[ФРАГМЕНТ СТРАНИЦЫ]

========

Сначала о коллекционном методе. Не успел Н. И. Романов поставить точку в своей книге (сентябрь 1918-го года), как уже в октябре 1918-го года Басманный «совдеп» г. Москвы объявил небольшой особняк на Старобасманной улице (дом №26) «районным музеем имени А. В. Луначарского». Хранители музея показывали картины Коровина, Кузнецова, Лентулова, художественные изделия из бронзы и серебра, старинное оружие и мебель - словом, все то, что удалось реквизировать в округе, в аналогичных особняках, принадлежавших еще год назад московскому купечеству, а ныне освобожденных от «кровопийц и эксплуататоров». Через неделю Московская комиссия по охране памятников открыла свой музей, вскоре переименованный в Первый пролетарский.

========

[ЧТО НУЖНО СДЕЛАТЬ]
a) Воспроизведите без изменений часть отрывка о музеях 1918 года, начиная со слов «Сначала о коллекционном» и заканчивая словами «в Первый пролетарский.».
b) Продолжите отрывок о музеях 1918 года, начав сразу после его последнего предложения.
Строки ниже — отдельный материал, а не часть отрывка о музеях 1918 года.

[ВЫДЕРЖКА ИЗ ДАННЫХ]
========

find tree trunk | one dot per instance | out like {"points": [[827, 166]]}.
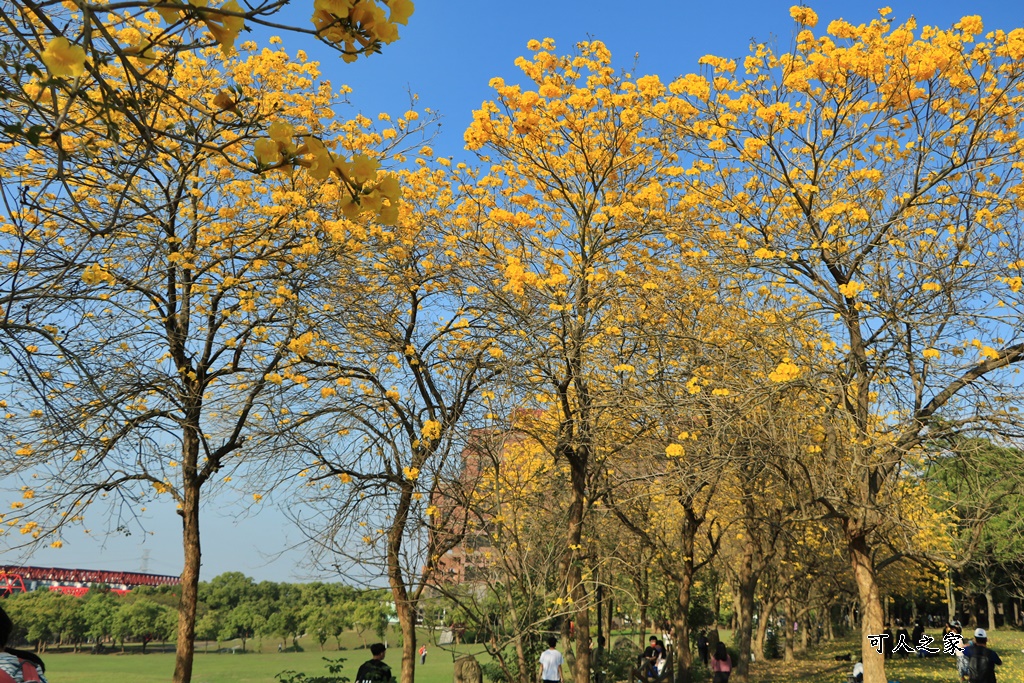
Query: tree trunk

========

[ПИСЬМЕННЫЕ ОТВЕТЫ]
a)
Сначала о коллекционном методе. Не успел Н. И. Романов поставить точку в своей книге (сентябрь 1918-го года), как уже в октябре 1918-го года Басманный «совдеп» г. Москвы объявил небольшой особняк на Старобасманной улице (дом №26) «районным музеем имени А. В. Луначарского». Хранители музея показывали картины Коровина, Кузнецова, Лентулова, художественные изделия из бронзы и серебра, старинное оружие и мебель - словом, все то, что удалось реквизировать в округе, в аналогичных особняках, принадлежавших еще год назад московскому купечеству, а ныне освобожденных от «кровопийц и эксплуататоров». Через неделю Московская комиссия по охране памятников открыла свой музей, вскоре переименованный в Первый пролетарский.

b)
Так началось движение по организации «пролетарских музеев» [8]. С одной стороны, они казались воплощением мечтаний Дж. Рёскина и многих русских интеллигентов-просветителей о «храмах» и «школах красоты», столь необходимых для народа. С другой стороны, составу их коллекций могли бы позавидовать многие западные музеи.

Кульминацией этого движения явилось открытие «Первой выставки национального музейного фонда» в ноябре 1918-го года. Здесь были представлены произведения Феофана Грека, Дионисия, Рокотова, Боровиковского, Тропинина, Брюллова, Брейгеля, Рембрандта и др. Однако, вся хитрость заключалась в том, что в основу экспозиции устроители выставки положили принцип былой принадлежности работ. Страницы каталога, таблицы в залах сообщали о прежних владельцах картин, о том, где и у кого эти картины были изъяты. Экспозиция позволяла наглядно продемонстрировать собирательскую работу московской комиссии [9].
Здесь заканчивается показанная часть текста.